▶ TASK TO CARRY OUT
Please give everything from the line that contains "like x=205, y=5." down to the line that contains "x=667, y=171", both included, as a Markdown table with the columns Row and Line. Number each row and leave out blank lines.

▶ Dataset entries
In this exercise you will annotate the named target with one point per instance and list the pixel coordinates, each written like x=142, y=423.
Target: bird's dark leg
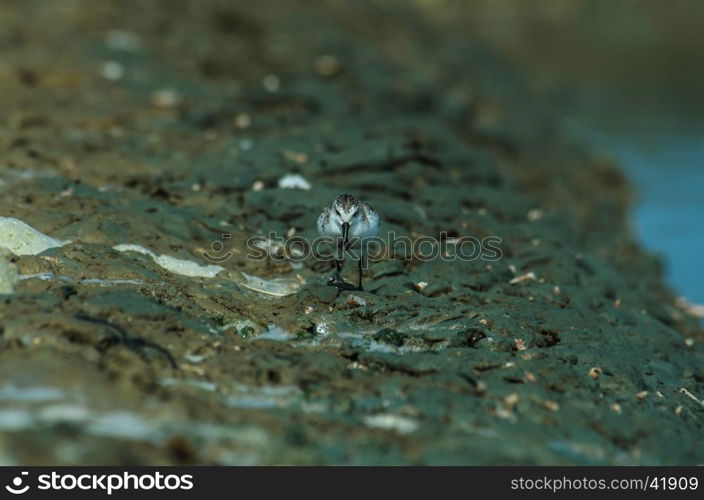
x=359, y=270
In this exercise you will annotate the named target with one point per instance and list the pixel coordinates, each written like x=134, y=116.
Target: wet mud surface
x=135, y=124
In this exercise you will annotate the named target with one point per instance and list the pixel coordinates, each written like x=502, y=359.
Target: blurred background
x=629, y=76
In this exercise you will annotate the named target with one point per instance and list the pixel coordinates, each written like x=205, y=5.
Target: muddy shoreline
x=165, y=131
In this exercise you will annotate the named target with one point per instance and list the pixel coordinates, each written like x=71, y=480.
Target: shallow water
x=667, y=171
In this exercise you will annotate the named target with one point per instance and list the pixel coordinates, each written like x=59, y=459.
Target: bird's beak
x=345, y=231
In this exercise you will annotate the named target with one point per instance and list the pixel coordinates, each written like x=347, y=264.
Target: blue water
x=668, y=218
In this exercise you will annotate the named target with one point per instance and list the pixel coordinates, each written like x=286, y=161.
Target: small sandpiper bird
x=350, y=222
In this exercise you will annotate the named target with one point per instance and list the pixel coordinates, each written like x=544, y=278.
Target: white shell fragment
x=278, y=287
x=22, y=239
x=294, y=181
x=177, y=266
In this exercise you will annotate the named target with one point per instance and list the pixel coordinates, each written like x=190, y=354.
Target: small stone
x=166, y=98
x=524, y=277
x=535, y=214
x=271, y=83
x=327, y=65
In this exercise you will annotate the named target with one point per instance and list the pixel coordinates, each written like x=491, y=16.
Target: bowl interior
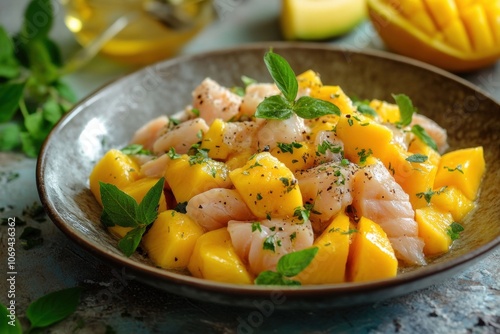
x=108, y=118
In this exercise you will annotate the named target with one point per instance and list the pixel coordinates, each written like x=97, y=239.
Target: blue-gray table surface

▶ PROBLEM SOLUTION
| Row | Line |
|---|---|
| 1 | In this exercise you will annotate the named target with one point per instance and list the pixel coordinates, each written like x=205, y=5. |
| 2 | Target: muddy shoreline |
| 3 | x=165, y=131 |
| 4 | In this exercise you will annotate the named target with one point per instance and list the pixel coordinates, each written like x=71, y=480. |
| 5 | Target: shallow water |
| 6 | x=667, y=171 |